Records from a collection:

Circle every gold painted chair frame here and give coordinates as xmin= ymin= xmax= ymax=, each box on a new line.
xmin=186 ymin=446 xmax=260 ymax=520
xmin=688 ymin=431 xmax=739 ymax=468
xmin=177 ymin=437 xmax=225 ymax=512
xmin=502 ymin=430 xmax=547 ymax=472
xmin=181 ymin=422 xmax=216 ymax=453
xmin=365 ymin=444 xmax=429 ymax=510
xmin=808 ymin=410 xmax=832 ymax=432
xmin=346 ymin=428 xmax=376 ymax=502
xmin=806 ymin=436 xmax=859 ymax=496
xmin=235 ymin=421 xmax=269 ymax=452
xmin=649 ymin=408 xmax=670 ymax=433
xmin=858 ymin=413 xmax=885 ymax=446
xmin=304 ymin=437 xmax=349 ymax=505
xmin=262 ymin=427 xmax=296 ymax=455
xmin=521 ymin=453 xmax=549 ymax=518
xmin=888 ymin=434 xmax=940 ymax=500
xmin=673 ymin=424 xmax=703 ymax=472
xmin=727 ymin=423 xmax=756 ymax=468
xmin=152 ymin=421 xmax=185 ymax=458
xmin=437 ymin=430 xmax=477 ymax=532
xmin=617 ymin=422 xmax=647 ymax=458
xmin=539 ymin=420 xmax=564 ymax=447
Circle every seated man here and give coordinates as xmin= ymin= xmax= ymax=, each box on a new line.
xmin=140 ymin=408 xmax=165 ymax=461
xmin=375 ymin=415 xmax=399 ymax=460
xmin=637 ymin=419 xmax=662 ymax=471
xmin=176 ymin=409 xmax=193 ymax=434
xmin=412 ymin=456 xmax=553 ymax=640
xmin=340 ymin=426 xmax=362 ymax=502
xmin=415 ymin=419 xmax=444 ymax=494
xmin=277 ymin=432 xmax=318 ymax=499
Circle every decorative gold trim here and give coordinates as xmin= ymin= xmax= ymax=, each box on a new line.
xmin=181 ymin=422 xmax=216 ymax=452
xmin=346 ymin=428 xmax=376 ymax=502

◆ **Task brief**
In full and without change, transcribe the data above.

◆ **Solution for this task**
Circle every gold painted chair frame here and give coordinates as xmin= ymin= xmax= ymax=, each box on a new line.
xmin=186 ymin=446 xmax=260 ymax=520
xmin=688 ymin=431 xmax=739 ymax=468
xmin=177 ymin=437 xmax=225 ymax=512
xmin=502 ymin=430 xmax=547 ymax=472
xmin=181 ymin=422 xmax=216 ymax=453
xmin=365 ymin=444 xmax=429 ymax=510
xmin=808 ymin=410 xmax=832 ymax=432
xmin=346 ymin=428 xmax=376 ymax=502
xmin=806 ymin=436 xmax=859 ymax=496
xmin=235 ymin=421 xmax=269 ymax=452
xmin=649 ymin=408 xmax=670 ymax=433
xmin=858 ymin=413 xmax=885 ymax=446
xmin=304 ymin=437 xmax=349 ymax=505
xmin=262 ymin=427 xmax=296 ymax=455
xmin=521 ymin=453 xmax=549 ymax=518
xmin=888 ymin=434 xmax=940 ymax=500
xmin=673 ymin=424 xmax=703 ymax=472
xmin=727 ymin=423 xmax=756 ymax=468
xmin=152 ymin=421 xmax=185 ymax=458
xmin=437 ymin=430 xmax=477 ymax=532
xmin=617 ymin=422 xmax=647 ymax=458
xmin=539 ymin=420 xmax=564 ymax=447
Circle every seated man here and give coordinates as xmin= ymin= xmax= ymax=, each box on a new line.
xmin=140 ymin=408 xmax=165 ymax=461
xmin=375 ymin=415 xmax=399 ymax=460
xmin=637 ymin=419 xmax=662 ymax=471
xmin=176 ymin=409 xmax=193 ymax=434
xmin=412 ymin=456 xmax=553 ymax=640
xmin=340 ymin=426 xmax=362 ymax=502
xmin=415 ymin=419 xmax=444 ymax=494
xmin=277 ymin=432 xmax=318 ymax=499
Circle every decorative gold trim here and give coordinates as xmin= ymin= xmax= ymax=, each box on a new line.
xmin=181 ymin=422 xmax=216 ymax=452
xmin=346 ymin=428 xmax=376 ymax=502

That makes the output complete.